» Aufgabe 1
Zitiere aus dem Text über das Lokalfernsehen alles von „(IMG) Bild: Hier“ bis hinunter zu „Heimat-Fernsehens gescheitert ist.“.
» Aufgabe 2
Beantworte kurz diese Fragen zum Text über das Lokalfernsehen:
(a) Bei welchem Lokalsender steigt der Springer-Konzern aus?
(b) Wann hat Center-TV in Bremen sein Programm eingestellt?
(c) In welcher Stadt hat Andre Zalbertus 2005 Center-TV gestartet?
» Aufgabe 3
Schreib den Text über das Lokalfernsehen weiter, und zwar dort, wo er aufhört.

--- Text zum Lesen ---

# taz.de -- Aus fürs Lokalfernsehen: Heimat am Ende
       
       > Der Sender Heimat Live schließt seine Studios, Center TV Bremen ist schon
       > dicht, Springer verkauft seine Anteile an Hamburg 1 - vom Ende eines
       > Geschäftsmodells.
       
 (IMG) Bild: Hier und da lebt sie noch, die Regional-TV-Idee, zum Beispiel bei ev1.tv in Lingen
       
       BREMEN taz | Der Springer-Konzern steigt beim Lokalsender Hamburg 1 aus,
       der Energiekonzern EWE beendet sein TV-Experiment. Der Bremer Sender
       Center-TV, an dem EWE indirekt beteiligt war, stellte sein vom Weser-Kurier
       gesponsertes Programm schon Ende Juni ein. Auch Center-TV-Sender in
       Nordrhein-Westfalen kriseln. Alles deutet darauf hin, dass die Idee des
       Heimat-Fernsehens gescheitert ist.
       
       Im Jahre 2005 ist in Deutschland das Fernsehen neu erfunden worden, das
       jedenfalls waren die großen Worte von Andre Zalbertus. Bei RTL hatte der
       Fernseh-Mann mit Serien wie „Meine Hochzeit“ und „Mein Baby“ insbesondere
       „beim weiblichen Publikum für erhöhten Puls und feuchte Augen“ gesorgt
       (Zalbertus über Zalbertus), 2005 startete er dann seine Fernseh-Idee unter
       dem Namen Center-TV in Köln. Das neue Fernsehen muss lokal sein, so sein
       Credo, muss die versammeln, die Fans desselben Fußballclubs sind, dasselbe
       Bier trinken und dieselben Lieder am Kneipentisch singen. Also Köln.

--- Quellenauszug ---

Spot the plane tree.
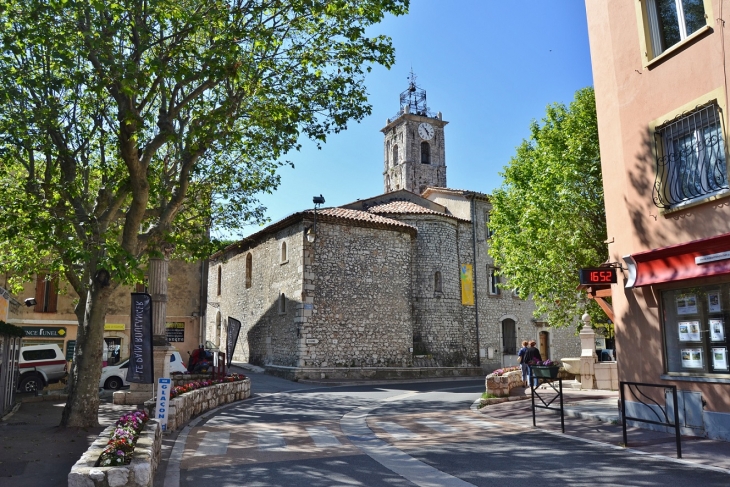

---

» Antwort 1
(IMG) Bild: Hier und da lebt sie noch, die Regional-TV-Idee, zum Beispiel bei ev1.tv in Lingen
       
       BREMEN taz | Der Springer-Konzern steigt beim Lokalsender Hamburg 1 aus,
       der Energiekonzern EWE beendet sein TV-Experiment. Der Bremer Sender
       Center-TV, an dem EWE indirekt beteiligt war, stellte sein vom Weser-Kurier
       gesponsertes Programm schon Ende Juni ein. Auch Center-TV-Sender in
       Nordrhein-Westfalen kriseln. Alles deutet darauf hin, dass die Idee des
       Heimat-Fernsehens gescheitert ist.

» Antwort 2
(a) Hamburg 1
(b) Ende Juni
(c) Köln

» Antwort 3
       
       Nicht andere Fernsehsender sind die Konkurrenten eines Fernsehprogramms, so
       Zalbertus’ Botschaft, sondern das Bedürfnis, mit der Freundin zu quatschen,
       eine Leckerei aus dem Kühlschrank zu holen oder ins Bett zu gehen. Das neue
       Fernsehen sollte die Zuschauer emotional an den Fernsehsessel fesseln,
       „Emotionen, so meine Erfahrung nach zwanzig Jahren im Geschäft, sind der
       entscheidende Schlüssel zum Erfolg“.
       
       Der Titel „Heimatfernsehen“, den der EWE-Konzern für seine Angebote wählte,
       war also geradezu programmatisch. Die Zuschauer sollten „Heimat genießen“
       lernen, nur gute Nachrichten sind da gute Nachrichten und ein gutes Umfeld
       für Werbung. Jeder Zuschauer sollte die Chance haben, einmal im Jahr im
       Fernsehen vorzukommen. Also gingen die Reporter auf Straßenfeste und auf
       Stadtteil-Märkte, aktive Zuschauer sollten mit Video-Kameras zu
       Volks-Fernsehmachern geschult werden.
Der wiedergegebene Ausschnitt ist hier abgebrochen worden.